### GOAL A:
Copy out the lines of the records from the one containing "Return the outline of every instance of the man" through the last line of the records, inclusive, and reproduce them without any changes.

── DOCUMENT

Spelthorne is a local government district and borough in Surrey, England. Its council is based in Staines-upon-Thames; other settlements in the area include Ashford, Sunbury-on-Thames, Shepperton, Stanwell and Laleham.

Spelthorne borders the London Boroughs of Hillingdon, Hounslow and Richmond upon Thames to the north and east, the boroughs of Elmbridge and Runnymede in Surrey to the south, and the unitary authorities of Windsor and Maidenhead and Slough in Berkshire to the west.

History

Spelthorne appears in the Domesday Book of 1086 as Speletorne hund. on the Midelsexe pages. This covered 13 settlements; Ashford, Charlton, East Bedfont, West Bedfont, Feltham, Kempton, Hanworth, Hatton, Laleham, Shepperton, Staines, Stanwell, and Sunbury.
Hundreds dwindled in power as the medieval period drew to a close and were largely sources of revenue for certain overlords by the Tudor period, underlying freeholds and rights over their commons frequently held or divided among royalty or peers in a particular hundred. Ecclesiastical parishes assumed responsibilities for upkeep of public places and roads and apprehending wrongdoers, appointing churchwardens and constables to administer their areas.  The poor law unions assumed responsibility for indoor and outdoor relief, later including workhouses:
 Kingston Poor Law Union in the east
 Staines Poor Law Union in the west.

In 1875, Sanitary Districts were created covering England and Wales.

────

### GOAL B:
Answer these questions from the text on Spelthorne:
(i) In which town is the council based?
(ii) In what year does the Domesday Book date its entry for Spelthorne?
(iii) Which Poor Law Union covered the west?

── AVAILABLE DATA

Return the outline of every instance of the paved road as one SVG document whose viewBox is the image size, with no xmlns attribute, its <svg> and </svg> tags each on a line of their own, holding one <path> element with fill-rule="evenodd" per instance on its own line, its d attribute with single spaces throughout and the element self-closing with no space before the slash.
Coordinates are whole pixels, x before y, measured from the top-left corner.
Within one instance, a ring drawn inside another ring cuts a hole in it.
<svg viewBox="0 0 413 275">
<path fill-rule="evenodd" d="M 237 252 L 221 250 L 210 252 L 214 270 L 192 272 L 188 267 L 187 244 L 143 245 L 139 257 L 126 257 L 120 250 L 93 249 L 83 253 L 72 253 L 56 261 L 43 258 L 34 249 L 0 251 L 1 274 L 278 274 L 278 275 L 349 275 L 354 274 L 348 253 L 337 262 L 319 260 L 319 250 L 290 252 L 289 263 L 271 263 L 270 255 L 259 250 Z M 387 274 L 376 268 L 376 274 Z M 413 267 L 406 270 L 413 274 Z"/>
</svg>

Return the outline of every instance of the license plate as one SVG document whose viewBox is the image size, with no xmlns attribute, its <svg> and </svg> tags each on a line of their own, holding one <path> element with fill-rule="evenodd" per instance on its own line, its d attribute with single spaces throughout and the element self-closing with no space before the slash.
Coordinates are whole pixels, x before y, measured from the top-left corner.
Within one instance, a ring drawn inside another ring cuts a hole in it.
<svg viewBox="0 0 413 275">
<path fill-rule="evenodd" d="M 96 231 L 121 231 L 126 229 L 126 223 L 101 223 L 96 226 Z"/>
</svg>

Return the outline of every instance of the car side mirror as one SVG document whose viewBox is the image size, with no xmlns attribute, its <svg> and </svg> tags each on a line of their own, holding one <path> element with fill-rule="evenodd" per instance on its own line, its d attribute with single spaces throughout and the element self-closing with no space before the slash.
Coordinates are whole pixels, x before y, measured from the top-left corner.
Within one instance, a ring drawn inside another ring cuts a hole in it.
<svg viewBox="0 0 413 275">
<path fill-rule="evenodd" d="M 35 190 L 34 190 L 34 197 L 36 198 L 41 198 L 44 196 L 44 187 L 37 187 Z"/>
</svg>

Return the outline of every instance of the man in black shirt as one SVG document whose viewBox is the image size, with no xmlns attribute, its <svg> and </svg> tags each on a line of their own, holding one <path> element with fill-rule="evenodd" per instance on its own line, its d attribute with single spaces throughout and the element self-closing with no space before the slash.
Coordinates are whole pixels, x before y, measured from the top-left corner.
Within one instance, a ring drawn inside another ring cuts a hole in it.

────

### TASK RESULT A:
Return the outline of every instance of the man in black shirt as one SVG document whose viewBox is the image size, with no xmlns attribute, its <svg> and </svg> tags each on a line of their own, holding one <path> element with fill-rule="evenodd" per instance on its own line, its d attribute with single spaces throughout and the element self-closing with no space before the slash.
Coordinates are whole pixels, x before y, measured from the top-left corner.
Within one instance, a ring drawn inside another ring cuts a hole in it.

### TASK RESULT B:
(i) Staines-upon-Thames
(ii) 1086
(iii) Staines Poor Law Union